Copy out each line of the material below that contains the string "blurred". Case counts.

— START PROVIDED ENTRIES —

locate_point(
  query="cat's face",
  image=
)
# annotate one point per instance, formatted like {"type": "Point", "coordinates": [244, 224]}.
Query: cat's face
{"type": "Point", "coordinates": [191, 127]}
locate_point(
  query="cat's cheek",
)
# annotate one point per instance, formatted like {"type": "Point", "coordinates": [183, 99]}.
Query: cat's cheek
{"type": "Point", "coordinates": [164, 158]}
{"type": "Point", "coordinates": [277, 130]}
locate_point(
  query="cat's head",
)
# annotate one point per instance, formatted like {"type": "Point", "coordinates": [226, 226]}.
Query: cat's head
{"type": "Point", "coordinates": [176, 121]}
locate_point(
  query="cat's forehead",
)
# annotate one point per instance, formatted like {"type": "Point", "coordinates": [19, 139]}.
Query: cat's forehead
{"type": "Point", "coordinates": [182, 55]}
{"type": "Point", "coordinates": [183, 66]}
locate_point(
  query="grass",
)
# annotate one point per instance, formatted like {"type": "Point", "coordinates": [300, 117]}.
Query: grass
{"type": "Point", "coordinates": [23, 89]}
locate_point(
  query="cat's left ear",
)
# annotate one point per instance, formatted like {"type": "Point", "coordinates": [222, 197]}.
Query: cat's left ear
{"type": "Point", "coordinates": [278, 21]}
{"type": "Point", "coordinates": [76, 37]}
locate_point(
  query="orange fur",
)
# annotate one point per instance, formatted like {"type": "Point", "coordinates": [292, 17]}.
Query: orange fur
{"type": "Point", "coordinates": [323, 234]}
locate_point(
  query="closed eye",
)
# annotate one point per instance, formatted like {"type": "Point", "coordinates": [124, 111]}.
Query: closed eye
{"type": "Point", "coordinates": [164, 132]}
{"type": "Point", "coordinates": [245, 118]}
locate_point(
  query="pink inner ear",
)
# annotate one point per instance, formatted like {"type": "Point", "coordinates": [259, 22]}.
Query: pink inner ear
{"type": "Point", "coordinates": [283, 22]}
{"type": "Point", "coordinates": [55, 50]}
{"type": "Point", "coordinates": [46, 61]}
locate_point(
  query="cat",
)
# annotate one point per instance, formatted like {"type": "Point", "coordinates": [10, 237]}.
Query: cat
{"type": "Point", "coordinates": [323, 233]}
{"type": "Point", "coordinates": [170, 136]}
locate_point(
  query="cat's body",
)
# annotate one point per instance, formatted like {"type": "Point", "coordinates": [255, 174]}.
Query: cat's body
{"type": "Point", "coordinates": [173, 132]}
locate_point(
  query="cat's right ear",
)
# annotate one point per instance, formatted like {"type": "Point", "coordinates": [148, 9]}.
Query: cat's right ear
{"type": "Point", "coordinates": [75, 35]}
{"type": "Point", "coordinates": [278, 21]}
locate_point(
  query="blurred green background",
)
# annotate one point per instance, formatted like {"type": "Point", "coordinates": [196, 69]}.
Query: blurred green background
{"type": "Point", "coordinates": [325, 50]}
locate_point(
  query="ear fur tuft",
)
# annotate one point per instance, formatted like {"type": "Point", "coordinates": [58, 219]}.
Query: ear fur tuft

— END PROVIDED ENTRIES —

● **WRITTEN ANSWER**
  query="blurred green background",
Query: blurred green background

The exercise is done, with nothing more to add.